• _Direction_: Please report how many lines of the records contain the string "each", matching case exactly, and give only that number.

• _Data supplied_:
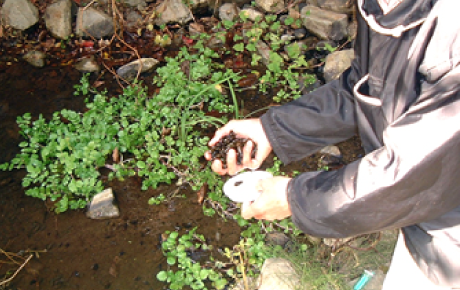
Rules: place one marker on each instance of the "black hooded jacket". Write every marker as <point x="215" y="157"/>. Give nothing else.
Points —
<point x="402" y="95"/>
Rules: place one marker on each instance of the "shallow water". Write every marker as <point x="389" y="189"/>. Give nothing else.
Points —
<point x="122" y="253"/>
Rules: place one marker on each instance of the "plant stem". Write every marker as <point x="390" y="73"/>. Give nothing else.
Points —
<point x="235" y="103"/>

==

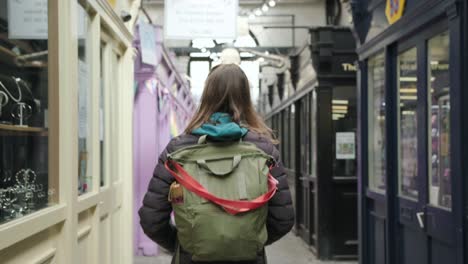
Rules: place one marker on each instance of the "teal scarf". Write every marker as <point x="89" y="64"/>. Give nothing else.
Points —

• _Response_: 4